▸ **EXERCISE TASK A**
In the interview with the League's new executive director, why did Coleman begin splitting her time between the Washington, D.C., area and California in November 2016?
▸ **EXERCISE TASK B**
Retype word for word the part of the interview that opens with the words containing "The League welcomed" and closes with "a brief interview.".

The League welcomed Carolyn Coleman in mid-December 2016 as its new executive director. Coleman comes to California having served as the director of federal advocacy for the National League of Cities (NLC) in Washington, D.C., for the past decade. She is the League’s first female executive director and its fourth executive director since 1934.

Coleman brings over 25 years of experience in public service and advocacy to her new position. A graduate of the University of Kansas, she completed her law degree at Indiana University and practiced law in the private sector. Prior to her work with NLC, Coleman served as deputy mayor for the City of Indianapolis, where she focused on economic development, infrastructure and community outreach.

January is Executive Director Coleman’s first full month leading the League. In November 2016 Western City met with her for a brief interview.

The League of California Cities is considered one of the pre-eminent municipal leagues in the nation. What characteristics contribute to this reputation?

Through my work at NLC, I’ve been acquainted with the California League for nearly a decade. It is a highly respected organization with a strong reputation inside and outside California for actively serving its members and its influential advocacy at the state and federal levels. Progressive and entrepreneurial are also words that come to mind.

What are you doing to come up to speed on California issues?

Although my work as executive director formally begins in mid-December 2016, in November I began splitting my time between my home in the Washington, D.C., area and California to attend the League’s annual strategic goal-setting session and meetings with city officials, League staff and others. League President JoAnne Mounce shared her insights and showed me firsthand in the City of Lodi how her community has transformed its downtown. These meetings provided a great opportunity to meet many of the League’s leaders and learn about the pressing issues facing their communities.

▸ **DATA SHOWN**
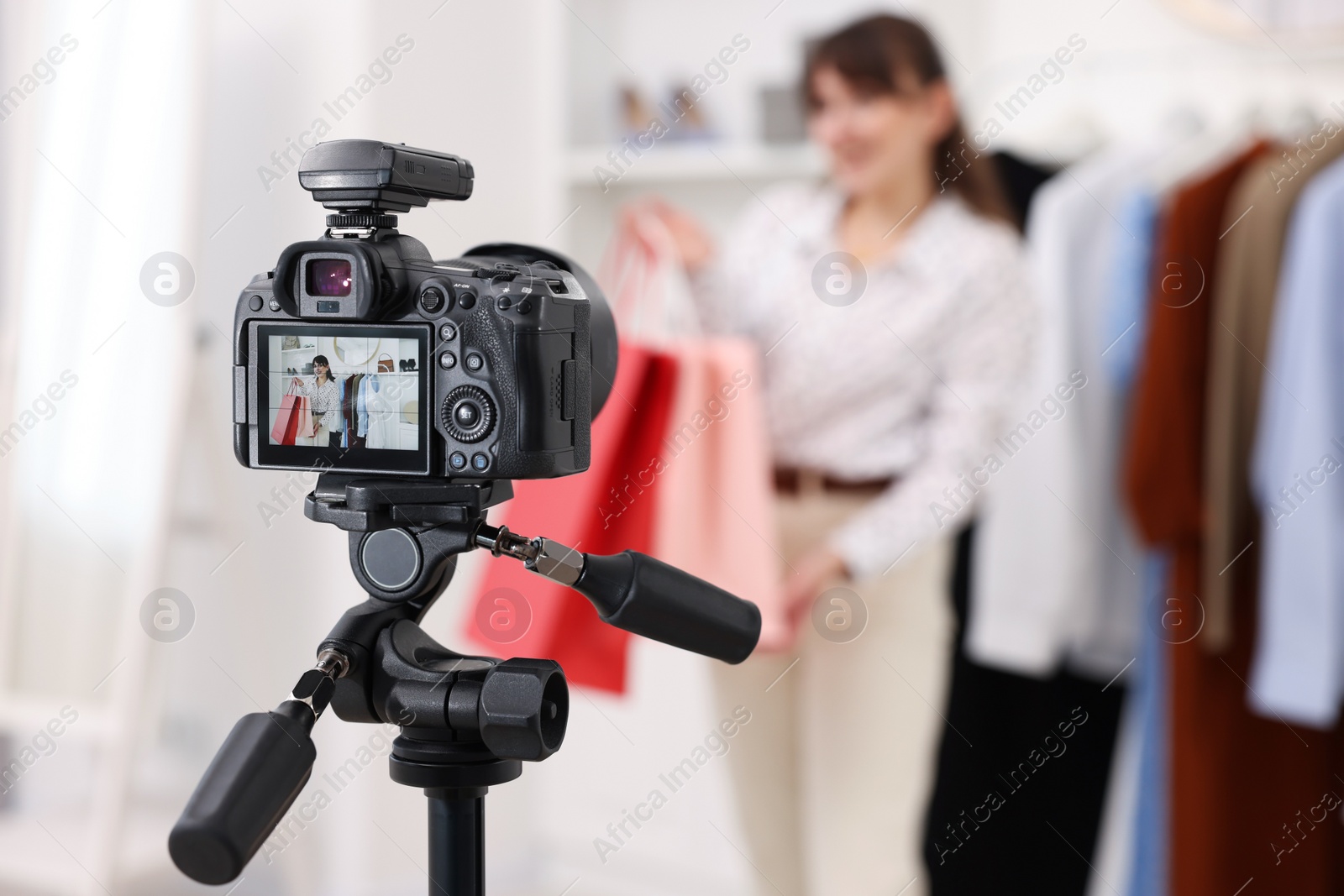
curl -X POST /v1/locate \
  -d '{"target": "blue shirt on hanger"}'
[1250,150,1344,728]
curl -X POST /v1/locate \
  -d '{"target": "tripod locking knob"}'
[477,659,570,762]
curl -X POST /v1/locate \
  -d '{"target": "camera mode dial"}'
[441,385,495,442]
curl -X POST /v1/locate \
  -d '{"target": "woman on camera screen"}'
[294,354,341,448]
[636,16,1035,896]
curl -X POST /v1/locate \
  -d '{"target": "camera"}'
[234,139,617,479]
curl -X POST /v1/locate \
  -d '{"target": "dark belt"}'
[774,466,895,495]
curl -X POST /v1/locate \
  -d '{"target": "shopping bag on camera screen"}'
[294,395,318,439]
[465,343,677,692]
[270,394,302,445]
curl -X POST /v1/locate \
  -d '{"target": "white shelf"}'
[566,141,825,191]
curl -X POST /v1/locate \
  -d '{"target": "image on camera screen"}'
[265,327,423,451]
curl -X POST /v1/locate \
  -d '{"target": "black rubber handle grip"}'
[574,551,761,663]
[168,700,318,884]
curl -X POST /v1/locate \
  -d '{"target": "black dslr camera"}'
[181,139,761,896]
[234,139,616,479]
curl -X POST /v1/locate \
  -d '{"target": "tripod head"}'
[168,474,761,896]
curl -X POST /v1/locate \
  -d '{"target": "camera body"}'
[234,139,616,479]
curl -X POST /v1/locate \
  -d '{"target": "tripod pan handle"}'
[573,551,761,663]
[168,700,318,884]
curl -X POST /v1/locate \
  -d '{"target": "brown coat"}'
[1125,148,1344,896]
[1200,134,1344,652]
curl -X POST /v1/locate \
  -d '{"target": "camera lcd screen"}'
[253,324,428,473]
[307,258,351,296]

▸ **TASK SOLUTION A**
She began splitting her time that November to attend the League's annual strategic goal-setting session and to meet with city officials, League staff and others. Her work as executive director did not formally begin until mid-December 2016.

▸ **TASK SOLUTION B**
The League welcomed Carolyn Coleman in mid-December 2016 as its new executive director. Coleman comes to California having served as the director of federal advocacy for the National League of Cities (NLC) in Washington, D.C., for the past decade. She is the League’s first female executive director and its fourth executive director since 1934.

Coleman brings over 25 years of experience in public service and advocacy to her new position. A graduate of the University of Kansas, she completed her law degree at Indiana University and practiced law in the private sector. Prior to her work with NLC, Coleman served as deputy mayor for the City of Indianapolis, where she focused on economic development, infrastructure and community outreach.

January is Executive Director Coleman’s first full month leading the League. In November 2016 Western City met with her for a brief interview.